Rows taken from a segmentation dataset

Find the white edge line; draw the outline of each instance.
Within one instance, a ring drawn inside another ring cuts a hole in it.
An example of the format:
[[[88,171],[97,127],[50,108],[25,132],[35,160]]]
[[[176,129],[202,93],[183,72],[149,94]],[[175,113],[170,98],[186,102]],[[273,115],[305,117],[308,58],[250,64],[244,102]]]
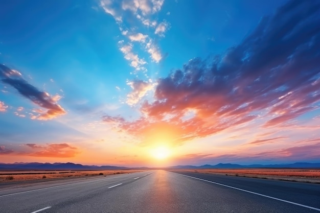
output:
[[[113,188],[113,187],[118,186],[118,185],[121,185],[122,183],[119,183],[119,184],[112,185],[112,186],[108,187],[108,188]]]
[[[307,206],[307,205],[303,205],[303,204],[301,204],[300,203],[295,203],[294,202],[289,201],[288,200],[283,200],[282,199],[277,198],[275,198],[273,197],[271,197],[271,196],[268,196],[267,195],[263,195],[262,194],[257,193],[256,192],[251,192],[251,191],[248,191],[247,190],[243,190],[242,188],[237,188],[236,187],[233,187],[233,186],[230,186],[230,185],[223,184],[222,183],[217,183],[216,182],[210,181],[210,180],[204,180],[203,179],[200,179],[200,178],[198,178],[192,177],[192,176],[189,176],[188,175],[182,175],[182,174],[179,174],[179,173],[175,173],[175,174],[177,174],[178,175],[182,175],[182,176],[186,176],[186,177],[189,177],[191,178],[194,178],[194,179],[198,179],[198,180],[202,180],[203,181],[209,182],[209,183],[214,183],[215,184],[220,185],[222,185],[222,186],[225,186],[225,187],[228,187],[229,188],[234,188],[235,190],[240,190],[241,191],[247,192],[248,193],[251,193],[251,194],[255,194],[255,195],[259,195],[260,196],[265,197],[266,198],[273,199],[274,200],[279,200],[279,201],[280,201],[284,202],[286,202],[286,203],[290,203],[291,204],[296,205],[298,206],[300,206],[304,207],[306,207],[306,208],[311,208],[312,209],[316,210],[317,211],[320,211],[320,208],[315,208],[314,207],[309,206]]]
[[[12,193],[12,194],[8,194],[7,195],[0,195],[0,198],[2,197],[6,197],[6,196],[10,196],[11,195],[18,195],[19,194],[24,194],[24,193],[28,193],[28,192],[36,192],[36,191],[41,191],[41,190],[48,190],[49,188],[58,188],[59,187],[65,186],[67,186],[67,185],[75,185],[75,184],[79,184],[79,183],[85,183],[86,182],[87,182],[87,181],[78,182],[77,183],[69,183],[69,184],[64,184],[64,185],[56,185],[55,186],[47,187],[46,188],[38,188],[37,190],[30,190],[29,191],[17,192],[17,193]],[[33,212],[32,212],[32,213],[33,213]]]
[[[41,209],[37,210],[36,211],[32,211],[31,213],[37,213],[41,211],[43,211],[43,210],[47,209],[48,208],[51,208],[51,206],[46,207],[45,208],[41,208]]]

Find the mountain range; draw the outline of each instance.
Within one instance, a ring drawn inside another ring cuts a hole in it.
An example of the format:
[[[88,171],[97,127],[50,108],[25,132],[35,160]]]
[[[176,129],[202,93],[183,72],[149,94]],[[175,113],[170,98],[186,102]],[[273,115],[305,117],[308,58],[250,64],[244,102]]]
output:
[[[232,163],[218,163],[216,165],[205,164],[195,165],[175,165],[161,169],[241,169],[241,168],[296,168],[296,169],[320,169],[320,163],[296,162],[290,164],[251,164],[240,165]],[[130,170],[155,169],[147,167],[129,168],[112,165],[88,165],[81,164],[67,163],[39,163],[39,162],[15,162],[14,163],[0,163],[0,170]]]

Short problem:
Collect each line of the records that contains the word "outline".

Response to the task:
Find the white edge line; draw the outline of each instance.
Find the mountain range; draw the outline of each instance.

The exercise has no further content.